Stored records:
··········

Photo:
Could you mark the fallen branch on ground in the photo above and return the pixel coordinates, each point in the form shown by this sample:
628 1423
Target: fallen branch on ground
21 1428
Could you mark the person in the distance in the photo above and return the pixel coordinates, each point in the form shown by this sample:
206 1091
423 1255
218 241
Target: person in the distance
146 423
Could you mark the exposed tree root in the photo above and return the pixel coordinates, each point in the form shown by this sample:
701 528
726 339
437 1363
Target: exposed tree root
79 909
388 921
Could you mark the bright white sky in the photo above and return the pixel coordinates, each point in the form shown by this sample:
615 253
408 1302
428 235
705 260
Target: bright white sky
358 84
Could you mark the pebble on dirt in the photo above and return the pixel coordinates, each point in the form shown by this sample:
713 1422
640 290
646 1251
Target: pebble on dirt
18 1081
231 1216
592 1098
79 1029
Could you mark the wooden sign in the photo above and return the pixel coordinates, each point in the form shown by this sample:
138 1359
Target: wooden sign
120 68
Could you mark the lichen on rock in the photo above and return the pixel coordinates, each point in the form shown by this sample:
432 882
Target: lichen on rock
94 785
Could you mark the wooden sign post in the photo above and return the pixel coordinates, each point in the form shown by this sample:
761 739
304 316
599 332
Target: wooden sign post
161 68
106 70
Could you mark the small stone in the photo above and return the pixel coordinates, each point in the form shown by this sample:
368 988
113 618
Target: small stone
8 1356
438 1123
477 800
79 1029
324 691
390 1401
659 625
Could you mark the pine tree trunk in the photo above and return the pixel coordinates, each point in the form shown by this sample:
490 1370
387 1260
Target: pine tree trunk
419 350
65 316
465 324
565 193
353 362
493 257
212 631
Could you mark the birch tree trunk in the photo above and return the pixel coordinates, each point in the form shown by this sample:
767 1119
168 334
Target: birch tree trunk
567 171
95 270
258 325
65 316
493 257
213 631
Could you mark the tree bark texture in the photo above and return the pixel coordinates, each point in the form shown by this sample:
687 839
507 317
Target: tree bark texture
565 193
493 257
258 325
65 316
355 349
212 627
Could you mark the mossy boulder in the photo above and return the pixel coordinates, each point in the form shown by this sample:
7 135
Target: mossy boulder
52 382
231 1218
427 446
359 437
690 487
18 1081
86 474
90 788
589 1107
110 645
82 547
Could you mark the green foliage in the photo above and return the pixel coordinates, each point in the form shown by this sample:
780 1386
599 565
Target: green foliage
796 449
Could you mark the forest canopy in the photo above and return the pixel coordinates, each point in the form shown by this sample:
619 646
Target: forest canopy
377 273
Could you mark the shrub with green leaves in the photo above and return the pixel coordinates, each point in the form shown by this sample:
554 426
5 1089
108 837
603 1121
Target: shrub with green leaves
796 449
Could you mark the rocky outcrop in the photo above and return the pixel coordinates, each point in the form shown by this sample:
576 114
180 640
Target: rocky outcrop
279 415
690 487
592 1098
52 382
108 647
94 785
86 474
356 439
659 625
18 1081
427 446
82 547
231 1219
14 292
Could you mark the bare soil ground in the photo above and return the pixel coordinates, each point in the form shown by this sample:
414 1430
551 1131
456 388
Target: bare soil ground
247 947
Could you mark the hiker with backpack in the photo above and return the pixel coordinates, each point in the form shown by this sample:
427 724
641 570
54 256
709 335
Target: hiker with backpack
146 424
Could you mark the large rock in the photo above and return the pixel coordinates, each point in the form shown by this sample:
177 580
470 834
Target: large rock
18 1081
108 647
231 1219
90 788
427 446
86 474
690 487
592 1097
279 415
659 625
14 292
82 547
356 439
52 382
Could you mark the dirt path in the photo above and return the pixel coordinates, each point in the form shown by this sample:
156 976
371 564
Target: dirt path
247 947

··········

Short task => Reproduce every line of the data verbatim.

Expected answer =>
Photo:
Could you mark the fallen branch on ground in the photo above and return the pixel coordinates, each point in the form shown by this sample:
628 1423
Target: fallen branch on ground
21 1428
Could you mark the person in the distance in the photo above and return the pixel coordinates, each point in the form shown by this sample:
206 1091
423 1255
218 241
Target: person in the distance
146 423
Could you mark the exposed tree root in the photo above and return the pixel coordinates, each point in the form shown by this sample:
701 528
726 339
437 1363
Target: exposed tree root
79 909
388 921
Could you mark the bright white sky in the photo above and return the pixel coordinates, each point in the form shown by this sample:
615 253
408 1302
428 235
705 260
Target: bright white sky
358 84
Could you mark the pebble on dirt in the photo above and return the pixel coordinates, each point in the form shown by this sample:
713 1422
640 290
646 1251
Target: pebble on dirt
18 1081
231 1216
592 1098
79 1029
Could you mark the wooden sign in the photo above and return the pixel coordinates, each point in the form shown by this sample:
138 1359
Target: wooden sign
120 68
Could you mark the lichen on rock in the photo above and return the pixel coordinates, each point in the form shown by this sample:
432 882
Target: lichen on rock
94 785
Could you mark the wooden sign post in the photo above and return the pixel coordinates, each point in the form shown by this sample:
761 739
304 316
599 332
Target: wooden sign post
161 68
106 70
Could you mark the small stone in the photo above and return the pixel coordinates, each point in the form shown by this sample:
368 988
113 618
Target: small stone
8 1356
438 1123
477 800
79 1029
324 691
390 1401
659 625
Could you mark the pine tree trunk in the photo above and return the pixel coordinates, each point in the form shown by this sample:
490 1370
387 1260
Target: pine tree trunk
419 350
65 316
465 324
565 193
353 362
493 257
212 631
Could you mark the birch tree trunk in the photo above and return the pixel coordinates, each point in the form shown by this sample:
767 1119
168 334
Target: birch tree trunk
567 171
95 270
258 325
65 316
493 257
213 631
Could you mark the tree bark texture in the photo above and return the pixel coordinates, each point in the form shown by this sample:
687 839
507 317
Target: tree bark texture
565 193
493 257
258 325
65 316
355 349
212 627
Could you mark the mossy boulder in the photo above and return the pixel coordinates, each point in the form shown by this sample:
7 135
Target: mossy boulder
52 382
231 1218
427 446
359 437
690 487
18 1081
86 474
90 788
589 1107
110 645
82 547
Could you mark the green foliage in the photo above and return the pixel coordinates, each point in the form shown by this sample:
780 1386
599 565
Target: green foliage
796 449
Could you mark the forest canopy in the photo above and return the pixel coordinates, each point in the form shown by this sample:
619 646
Target: forest canopy
377 273
Could you mark the shrub with green leaves in the photo above and return the pixel coordinates, each point in the form shown by this sample:
554 426
5 1089
108 837
603 1121
Target: shrub with green leaves
796 449
Could you mark the rocky outcrop in the photo above and return the pixel coordinates, each point in the form shown by this sample:
576 114
180 640
Target: rocky outcrop
279 415
690 487
592 1098
52 382
108 647
94 785
86 474
356 439
659 625
18 1081
427 446
82 547
231 1219
14 292
Could you mark the bare soil ground in the photo above and return the pixel coordinates, each point in the form shown by this sample:
414 1430
551 1131
456 388
Target: bare soil ground
247 947
Could you mark the hiker with backpack in the photo above and return the pixel coordinates, each point in the form shown by this sample:
427 724
641 570
54 256
709 335
Target: hiker with backpack
146 424
Could you mark the large rock in the photo above and return the pixel coordinates, each point in the form shown by this sample:
177 580
470 834
Target: large rock
18 1081
108 647
231 1219
90 788
427 446
86 474
690 487
592 1097
279 415
659 625
14 292
82 547
356 439
52 382
Could you mark the dirt path in the photo above and return the pixel coordinates, each point in the form shown by this sample:
156 976
371 564
Target: dirt path
247 947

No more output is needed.